* SELECTED EXCERPT:
::::

Mark Handforth’s Red on Red (2017), installed at the Domaine du Muy in Le Muy, France.
Photo: J. C. LETT

Why the South of France Is Experiencing an Exciting Cultural Renaissance

A next wave of artists, collectors, and galleries is bringing unparalleled installations and cultural institutions to the region

Visitors to the Villa Carmignac on Porquerolles Island, off the south coast of France, are asked to respect a precise ritual. They are required to remove their shoes and offered a drink made from local plants. “It’s a way of entering into contact with the island,” explains its director, Charles Carmignac, whose father, Édouard, inaugurated the art space’s umbrella foundation in 2018.

Housed in a Provençal villa whose farmland beginnings were featured in Jean-Luc Godard’s seminal New Wave film Pierrot Le Fou, Villa Carmignac boasts some 6,500 square feet of underground exhibition space and traditionally hosts an annual summer exhibition. (The show, whose theme for 2020 is “The Imaginary Sea,” will open on July 4.)

::::

* SUPPLIED RECORDS:
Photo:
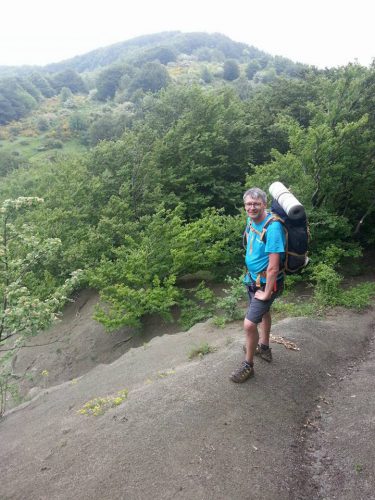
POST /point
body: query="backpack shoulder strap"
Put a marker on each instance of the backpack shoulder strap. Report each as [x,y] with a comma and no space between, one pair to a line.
[274,218]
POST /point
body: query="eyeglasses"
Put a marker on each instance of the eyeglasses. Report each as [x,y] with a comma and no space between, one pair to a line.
[255,205]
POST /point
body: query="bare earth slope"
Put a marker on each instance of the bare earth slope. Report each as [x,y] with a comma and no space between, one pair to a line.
[187,432]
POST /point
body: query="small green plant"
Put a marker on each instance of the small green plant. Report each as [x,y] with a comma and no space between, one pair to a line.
[98,406]
[199,308]
[166,373]
[230,305]
[358,468]
[201,350]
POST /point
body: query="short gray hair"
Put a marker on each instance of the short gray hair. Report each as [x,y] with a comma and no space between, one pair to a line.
[255,194]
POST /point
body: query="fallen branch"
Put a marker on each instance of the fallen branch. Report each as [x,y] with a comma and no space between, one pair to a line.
[286,343]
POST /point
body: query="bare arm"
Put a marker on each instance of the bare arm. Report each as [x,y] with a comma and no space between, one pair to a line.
[273,270]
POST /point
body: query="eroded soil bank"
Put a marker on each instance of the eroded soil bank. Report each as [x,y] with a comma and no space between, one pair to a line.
[185,431]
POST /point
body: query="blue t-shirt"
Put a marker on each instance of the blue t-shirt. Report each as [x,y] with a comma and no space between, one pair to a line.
[257,251]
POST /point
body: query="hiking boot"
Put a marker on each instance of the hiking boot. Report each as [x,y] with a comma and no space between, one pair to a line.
[265,354]
[243,373]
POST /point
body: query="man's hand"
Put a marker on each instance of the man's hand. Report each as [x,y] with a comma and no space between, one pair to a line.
[262,295]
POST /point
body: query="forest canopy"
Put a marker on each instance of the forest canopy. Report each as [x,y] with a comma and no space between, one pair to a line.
[161,147]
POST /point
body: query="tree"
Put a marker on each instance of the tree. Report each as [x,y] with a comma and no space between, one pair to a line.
[152,77]
[252,68]
[108,82]
[42,84]
[231,70]
[71,79]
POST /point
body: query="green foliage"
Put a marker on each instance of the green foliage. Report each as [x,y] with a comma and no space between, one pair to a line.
[199,305]
[108,82]
[69,79]
[229,306]
[152,77]
[98,406]
[201,350]
[231,70]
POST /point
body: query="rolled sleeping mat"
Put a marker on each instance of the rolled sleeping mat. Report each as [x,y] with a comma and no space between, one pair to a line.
[289,203]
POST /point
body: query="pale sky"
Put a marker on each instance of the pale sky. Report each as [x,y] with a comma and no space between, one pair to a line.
[324,33]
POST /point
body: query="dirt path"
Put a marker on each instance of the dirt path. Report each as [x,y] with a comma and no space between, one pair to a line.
[337,446]
[185,431]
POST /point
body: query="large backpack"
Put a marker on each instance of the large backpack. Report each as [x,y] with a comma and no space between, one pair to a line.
[297,236]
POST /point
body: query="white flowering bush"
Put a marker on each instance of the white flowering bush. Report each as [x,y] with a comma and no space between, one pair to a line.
[22,312]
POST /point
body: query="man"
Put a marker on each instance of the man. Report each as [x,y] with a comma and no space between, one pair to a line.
[265,251]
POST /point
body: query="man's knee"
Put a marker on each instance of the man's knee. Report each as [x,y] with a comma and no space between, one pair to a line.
[249,326]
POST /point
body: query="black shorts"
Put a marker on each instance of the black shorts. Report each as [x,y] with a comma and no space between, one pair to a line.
[258,308]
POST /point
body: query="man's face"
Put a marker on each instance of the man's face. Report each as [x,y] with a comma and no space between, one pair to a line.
[254,208]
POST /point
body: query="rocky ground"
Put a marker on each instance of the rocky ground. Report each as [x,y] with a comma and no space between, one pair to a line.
[302,428]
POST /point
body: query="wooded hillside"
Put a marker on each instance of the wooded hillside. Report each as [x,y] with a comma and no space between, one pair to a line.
[141,153]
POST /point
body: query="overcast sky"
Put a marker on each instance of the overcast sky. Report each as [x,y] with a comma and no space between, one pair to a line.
[324,33]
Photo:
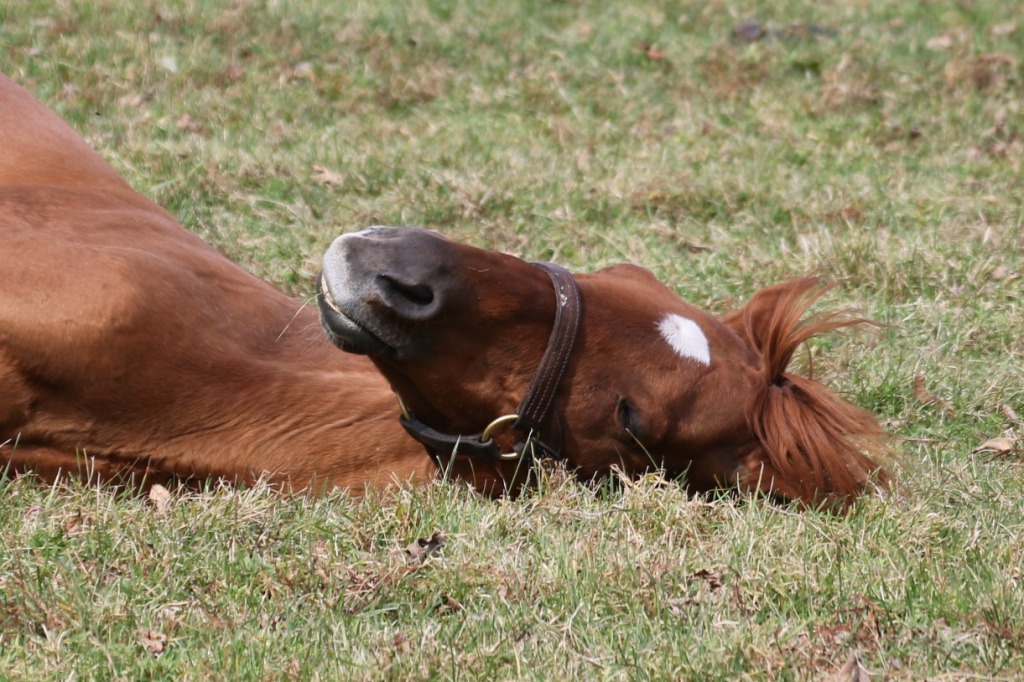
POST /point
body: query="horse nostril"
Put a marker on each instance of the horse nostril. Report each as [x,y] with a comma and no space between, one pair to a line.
[420,295]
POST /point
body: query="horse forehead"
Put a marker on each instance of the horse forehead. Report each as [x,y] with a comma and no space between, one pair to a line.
[685,337]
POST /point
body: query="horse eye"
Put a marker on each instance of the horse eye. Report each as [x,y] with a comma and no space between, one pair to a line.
[628,417]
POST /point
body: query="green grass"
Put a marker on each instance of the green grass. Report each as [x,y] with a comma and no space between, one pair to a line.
[871,153]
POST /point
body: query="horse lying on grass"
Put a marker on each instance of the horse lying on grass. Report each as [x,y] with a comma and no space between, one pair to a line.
[130,348]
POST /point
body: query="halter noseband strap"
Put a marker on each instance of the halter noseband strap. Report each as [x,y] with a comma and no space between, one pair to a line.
[535,413]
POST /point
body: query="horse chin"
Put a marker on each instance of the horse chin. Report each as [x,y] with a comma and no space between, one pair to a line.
[345,332]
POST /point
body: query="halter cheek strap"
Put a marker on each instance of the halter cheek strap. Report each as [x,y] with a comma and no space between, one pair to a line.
[535,414]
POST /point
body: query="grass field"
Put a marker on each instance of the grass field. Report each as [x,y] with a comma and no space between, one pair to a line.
[725,145]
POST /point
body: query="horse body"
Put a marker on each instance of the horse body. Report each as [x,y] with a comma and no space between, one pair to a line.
[127,345]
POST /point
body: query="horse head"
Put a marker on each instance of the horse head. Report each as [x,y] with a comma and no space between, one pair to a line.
[646,381]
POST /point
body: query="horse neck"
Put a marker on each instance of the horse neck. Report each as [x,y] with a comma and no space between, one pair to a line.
[268,394]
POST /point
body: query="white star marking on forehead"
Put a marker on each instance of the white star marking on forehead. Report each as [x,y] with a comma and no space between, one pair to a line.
[685,338]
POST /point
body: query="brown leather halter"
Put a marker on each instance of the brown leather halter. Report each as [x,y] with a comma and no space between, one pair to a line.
[535,413]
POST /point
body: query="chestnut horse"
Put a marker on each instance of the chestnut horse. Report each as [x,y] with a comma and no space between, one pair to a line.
[129,346]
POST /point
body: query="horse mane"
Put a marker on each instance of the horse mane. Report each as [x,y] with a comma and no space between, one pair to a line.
[813,445]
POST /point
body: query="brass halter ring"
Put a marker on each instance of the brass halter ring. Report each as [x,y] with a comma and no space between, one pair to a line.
[493,426]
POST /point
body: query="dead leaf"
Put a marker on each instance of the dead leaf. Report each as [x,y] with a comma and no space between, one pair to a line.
[401,643]
[188,124]
[303,71]
[1003,273]
[851,671]
[326,176]
[154,641]
[998,446]
[927,397]
[653,53]
[712,579]
[423,548]
[1004,29]
[448,605]
[940,42]
[160,498]
[749,32]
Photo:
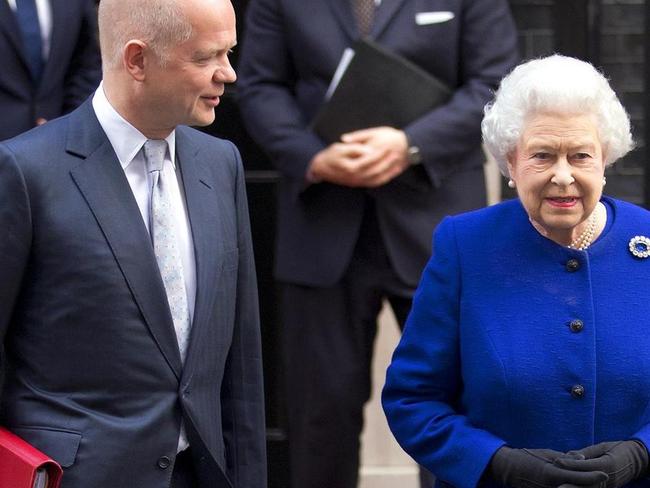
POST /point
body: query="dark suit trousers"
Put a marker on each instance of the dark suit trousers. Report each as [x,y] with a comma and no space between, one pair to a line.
[328,342]
[184,474]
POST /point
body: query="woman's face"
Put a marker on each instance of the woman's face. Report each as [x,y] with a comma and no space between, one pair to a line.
[558,167]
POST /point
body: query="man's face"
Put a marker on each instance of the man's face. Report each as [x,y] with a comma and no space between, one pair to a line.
[187,89]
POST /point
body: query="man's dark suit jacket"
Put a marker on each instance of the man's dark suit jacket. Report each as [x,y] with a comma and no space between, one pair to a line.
[71,73]
[289,54]
[93,372]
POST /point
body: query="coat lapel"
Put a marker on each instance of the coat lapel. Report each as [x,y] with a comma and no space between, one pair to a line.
[101,180]
[200,198]
[386,11]
[9,26]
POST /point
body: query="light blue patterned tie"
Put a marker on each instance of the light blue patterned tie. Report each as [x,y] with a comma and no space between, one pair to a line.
[165,244]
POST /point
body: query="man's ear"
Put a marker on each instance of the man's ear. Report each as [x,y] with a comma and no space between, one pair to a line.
[134,59]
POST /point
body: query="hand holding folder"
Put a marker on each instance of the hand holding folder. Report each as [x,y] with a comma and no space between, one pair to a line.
[378,88]
[24,466]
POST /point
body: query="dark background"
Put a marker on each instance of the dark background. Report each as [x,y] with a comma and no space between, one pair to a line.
[608,33]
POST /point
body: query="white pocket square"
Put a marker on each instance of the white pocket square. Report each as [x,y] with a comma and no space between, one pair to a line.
[426,18]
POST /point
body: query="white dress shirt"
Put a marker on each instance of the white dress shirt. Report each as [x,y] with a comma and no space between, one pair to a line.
[127,142]
[44,11]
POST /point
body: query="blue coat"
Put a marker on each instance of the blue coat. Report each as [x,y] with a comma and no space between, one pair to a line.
[488,355]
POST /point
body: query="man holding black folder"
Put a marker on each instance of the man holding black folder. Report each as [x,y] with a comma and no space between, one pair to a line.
[128,298]
[356,215]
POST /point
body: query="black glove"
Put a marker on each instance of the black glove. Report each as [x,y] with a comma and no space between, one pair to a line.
[535,468]
[623,461]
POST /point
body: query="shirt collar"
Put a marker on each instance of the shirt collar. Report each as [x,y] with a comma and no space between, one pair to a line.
[125,139]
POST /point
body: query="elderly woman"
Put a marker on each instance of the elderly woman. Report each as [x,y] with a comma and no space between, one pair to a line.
[525,360]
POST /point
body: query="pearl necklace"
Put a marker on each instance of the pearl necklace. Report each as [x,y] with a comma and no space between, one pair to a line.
[583,241]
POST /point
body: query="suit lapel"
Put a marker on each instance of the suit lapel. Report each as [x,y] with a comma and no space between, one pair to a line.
[386,11]
[101,180]
[343,12]
[200,198]
[9,26]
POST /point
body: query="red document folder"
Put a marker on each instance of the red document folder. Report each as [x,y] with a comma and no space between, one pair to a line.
[24,466]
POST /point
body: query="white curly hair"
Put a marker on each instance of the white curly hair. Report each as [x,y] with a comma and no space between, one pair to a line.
[555,84]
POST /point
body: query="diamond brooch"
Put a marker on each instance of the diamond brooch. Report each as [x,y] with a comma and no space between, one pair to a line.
[640,246]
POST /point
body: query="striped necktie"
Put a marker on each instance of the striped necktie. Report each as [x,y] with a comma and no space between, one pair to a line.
[364,13]
[30,30]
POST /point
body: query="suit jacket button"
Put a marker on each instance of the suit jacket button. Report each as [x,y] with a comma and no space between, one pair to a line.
[577,391]
[576,325]
[572,265]
[164,462]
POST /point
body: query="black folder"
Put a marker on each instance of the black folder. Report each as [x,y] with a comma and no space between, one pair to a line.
[378,88]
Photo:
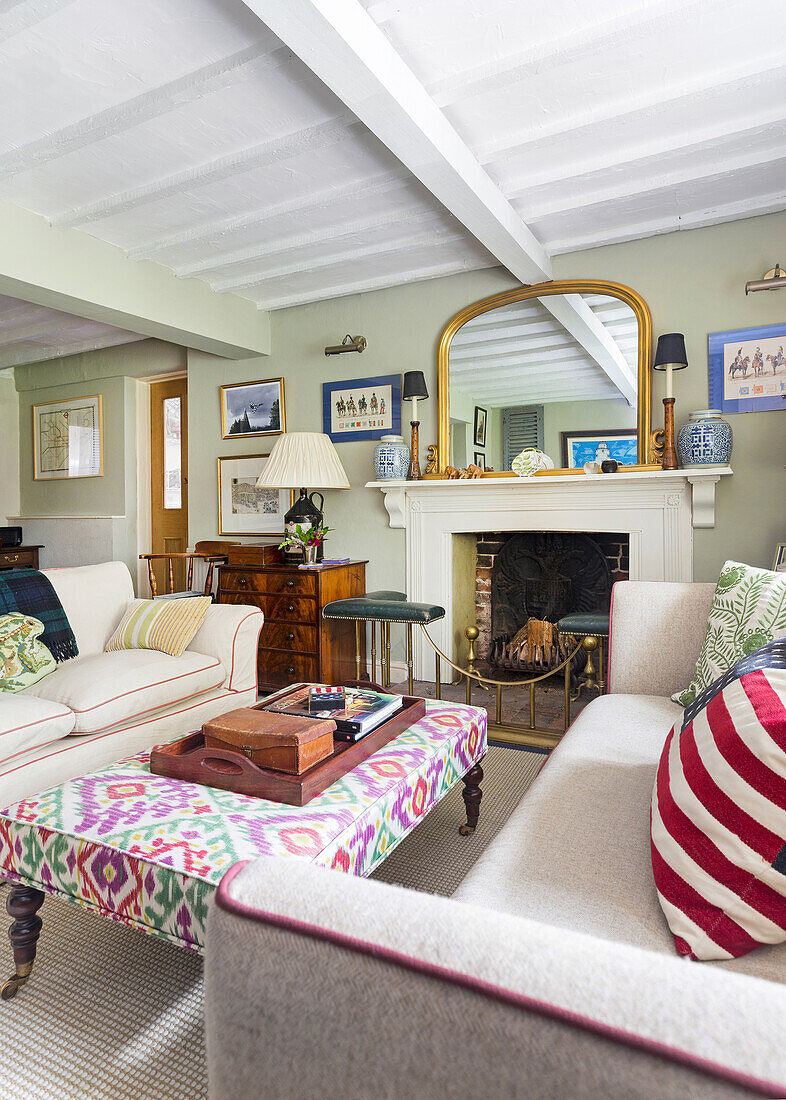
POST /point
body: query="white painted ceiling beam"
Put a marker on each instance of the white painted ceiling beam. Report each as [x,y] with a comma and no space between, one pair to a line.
[209,232]
[296,242]
[78,274]
[380,283]
[212,172]
[351,55]
[403,243]
[18,15]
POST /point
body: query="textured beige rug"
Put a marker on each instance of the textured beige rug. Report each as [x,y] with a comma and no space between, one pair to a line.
[112,1014]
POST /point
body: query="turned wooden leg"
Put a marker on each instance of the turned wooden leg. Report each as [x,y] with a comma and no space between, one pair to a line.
[23,904]
[472,795]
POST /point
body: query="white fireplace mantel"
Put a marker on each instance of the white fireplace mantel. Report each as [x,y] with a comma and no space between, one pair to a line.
[401,497]
[657,508]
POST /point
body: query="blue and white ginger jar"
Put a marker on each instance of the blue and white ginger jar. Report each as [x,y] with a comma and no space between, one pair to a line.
[705,441]
[391,459]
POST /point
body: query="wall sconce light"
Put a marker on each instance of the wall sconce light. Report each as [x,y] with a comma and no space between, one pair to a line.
[349,343]
[773,279]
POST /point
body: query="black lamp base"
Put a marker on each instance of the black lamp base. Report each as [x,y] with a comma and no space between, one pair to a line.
[306,514]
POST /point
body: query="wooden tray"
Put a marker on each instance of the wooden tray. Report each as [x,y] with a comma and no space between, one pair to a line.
[190,760]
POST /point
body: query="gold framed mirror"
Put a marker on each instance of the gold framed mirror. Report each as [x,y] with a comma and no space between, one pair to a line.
[555,365]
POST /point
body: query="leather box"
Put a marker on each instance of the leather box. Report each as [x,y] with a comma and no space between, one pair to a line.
[280,741]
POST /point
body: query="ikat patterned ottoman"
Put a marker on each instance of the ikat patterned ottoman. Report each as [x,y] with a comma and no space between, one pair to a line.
[148,851]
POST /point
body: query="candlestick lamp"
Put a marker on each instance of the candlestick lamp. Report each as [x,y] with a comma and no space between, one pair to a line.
[414,389]
[670,355]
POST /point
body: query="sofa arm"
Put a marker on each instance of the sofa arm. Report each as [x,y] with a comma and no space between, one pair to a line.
[231,633]
[656,633]
[320,983]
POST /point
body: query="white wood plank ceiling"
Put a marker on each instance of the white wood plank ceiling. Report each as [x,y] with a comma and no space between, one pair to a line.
[187,132]
[520,354]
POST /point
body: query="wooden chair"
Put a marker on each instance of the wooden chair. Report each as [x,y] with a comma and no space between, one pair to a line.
[212,552]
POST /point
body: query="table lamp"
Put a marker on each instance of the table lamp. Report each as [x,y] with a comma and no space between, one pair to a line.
[670,355]
[414,389]
[299,459]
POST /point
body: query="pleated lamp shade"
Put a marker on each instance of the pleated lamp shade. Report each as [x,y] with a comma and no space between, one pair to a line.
[303,459]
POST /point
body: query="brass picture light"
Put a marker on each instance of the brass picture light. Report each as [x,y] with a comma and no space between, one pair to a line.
[773,279]
[349,343]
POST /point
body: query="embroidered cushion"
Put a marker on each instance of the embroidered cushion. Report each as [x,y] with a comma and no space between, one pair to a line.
[167,625]
[24,658]
[749,609]
[719,813]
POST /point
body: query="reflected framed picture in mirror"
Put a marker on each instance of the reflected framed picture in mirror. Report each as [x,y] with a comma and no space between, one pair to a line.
[480,416]
[597,446]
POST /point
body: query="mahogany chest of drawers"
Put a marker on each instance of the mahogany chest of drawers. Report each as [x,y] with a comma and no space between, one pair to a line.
[296,642]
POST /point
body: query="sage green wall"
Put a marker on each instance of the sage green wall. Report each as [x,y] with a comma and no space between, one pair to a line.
[9,448]
[694,283]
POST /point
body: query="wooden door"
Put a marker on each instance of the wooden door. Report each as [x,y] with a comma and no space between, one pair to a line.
[169,476]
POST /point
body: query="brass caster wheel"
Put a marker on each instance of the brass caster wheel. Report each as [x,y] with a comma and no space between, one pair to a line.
[9,990]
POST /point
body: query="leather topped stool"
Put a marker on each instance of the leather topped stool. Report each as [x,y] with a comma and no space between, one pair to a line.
[386,607]
[591,627]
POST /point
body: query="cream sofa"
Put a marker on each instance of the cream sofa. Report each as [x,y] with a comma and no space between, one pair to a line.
[551,971]
[99,707]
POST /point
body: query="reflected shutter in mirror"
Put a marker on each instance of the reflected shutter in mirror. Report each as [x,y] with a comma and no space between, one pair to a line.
[522,428]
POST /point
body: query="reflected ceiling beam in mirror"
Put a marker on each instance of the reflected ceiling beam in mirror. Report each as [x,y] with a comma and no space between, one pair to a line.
[345,48]
[573,311]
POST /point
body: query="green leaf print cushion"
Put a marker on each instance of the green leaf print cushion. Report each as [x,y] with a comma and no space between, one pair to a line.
[749,609]
[24,660]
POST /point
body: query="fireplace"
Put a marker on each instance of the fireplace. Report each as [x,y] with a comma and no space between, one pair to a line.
[541,575]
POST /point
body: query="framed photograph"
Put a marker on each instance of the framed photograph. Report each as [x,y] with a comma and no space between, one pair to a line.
[253,408]
[580,447]
[362,408]
[748,369]
[479,426]
[245,508]
[68,439]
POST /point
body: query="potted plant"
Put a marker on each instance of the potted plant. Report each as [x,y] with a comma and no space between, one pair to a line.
[310,539]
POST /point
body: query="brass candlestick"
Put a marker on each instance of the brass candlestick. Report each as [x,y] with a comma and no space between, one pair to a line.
[413,458]
[670,455]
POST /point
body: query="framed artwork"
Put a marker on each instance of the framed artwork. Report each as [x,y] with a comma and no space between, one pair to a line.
[580,447]
[253,408]
[245,508]
[362,408]
[68,439]
[748,369]
[479,426]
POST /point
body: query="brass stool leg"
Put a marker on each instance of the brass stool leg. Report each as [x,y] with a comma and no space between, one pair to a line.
[410,674]
[590,644]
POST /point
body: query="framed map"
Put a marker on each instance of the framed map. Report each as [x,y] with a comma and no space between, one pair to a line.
[245,507]
[68,439]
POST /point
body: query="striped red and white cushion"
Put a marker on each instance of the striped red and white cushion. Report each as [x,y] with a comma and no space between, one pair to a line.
[719,813]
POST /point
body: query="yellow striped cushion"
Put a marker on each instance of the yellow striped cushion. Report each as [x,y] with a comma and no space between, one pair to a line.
[167,625]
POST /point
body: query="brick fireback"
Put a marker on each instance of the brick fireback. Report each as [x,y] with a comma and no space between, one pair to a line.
[612,543]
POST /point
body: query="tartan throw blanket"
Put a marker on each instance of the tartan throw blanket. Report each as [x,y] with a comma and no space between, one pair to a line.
[30,592]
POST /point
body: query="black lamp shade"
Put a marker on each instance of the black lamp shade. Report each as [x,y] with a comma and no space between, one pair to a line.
[413,386]
[671,352]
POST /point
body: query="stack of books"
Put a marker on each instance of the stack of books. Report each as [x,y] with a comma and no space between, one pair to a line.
[355,711]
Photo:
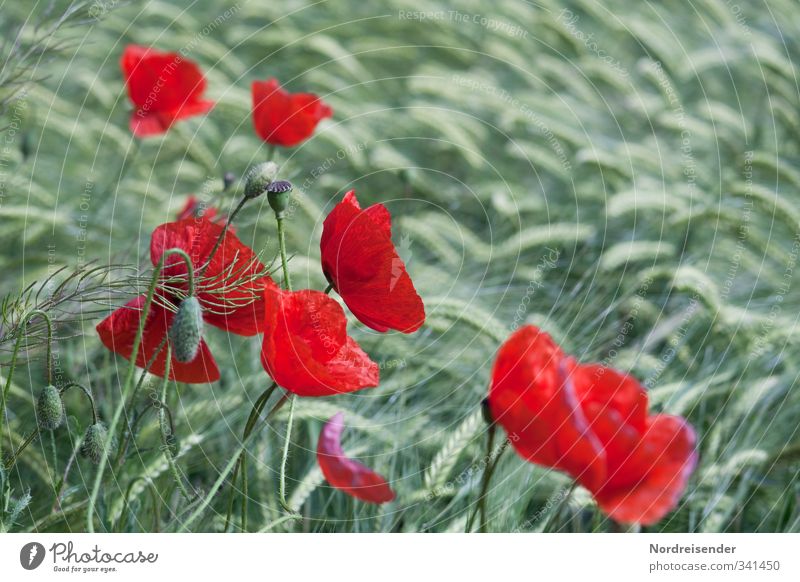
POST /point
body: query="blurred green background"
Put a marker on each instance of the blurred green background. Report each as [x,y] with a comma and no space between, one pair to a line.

::::

* STATED EXERCISE 1: Could you output, word for word, the part of the South of France article starting with "Photo: J. C." and going on through "foundation in 2018."?
* STATED EXERCISE 2: Can you write the next part of the article on the South of France's cultural renaissance, picking up right after its final sentence?

* EXPECTED OUTPUT 1:
Photo: J. C. LETT

Why the South of France Is Experiencing an Exciting Cultural Renaissance

A next wave of artists, collectors, and galleries is bringing unparalleled installations and cultural institutions to the region

Visitors to the Villa Carmignac on Porquerolles Island, off the south coast of France, are asked to respect a precise ritual. They are required to remove their shoes and offered a drink made from local plants. “It’s a way of entering into contact with the island,” explains its director, Charles Carmignac, whose father, Édouard, inaugurated the art space’s umbrella foundation in 2018.

* EXPECTED OUTPUT 2:
Tomás Saraceno’s Cloud Cities/Air-Port-City 4 Modules Metal (2010–11) at the Domaine du Muy. Photo: J. C. LETT

The French Riviera and hinterland have long been associated with artists. Paul Cézanne was born and began working in Aix-en-Provence, Pierre-Auguste Renoir bought a farmhouse in Cagnes-sur-Mer, Vincent van Gogh famously severed part of his ear in Arles, Henri Matisse spent his later years in Nice, and Pablo Picasso worked in both Antibes and Vallauris. “It’s often said they were attracted by the light,” notes Carmignac, “but there’s also the power of the sea, the smells, the vegetation, and a different relationship with time.”

“It’s incredible how a small, sleepy town has become such a catalyst for artistic experiences”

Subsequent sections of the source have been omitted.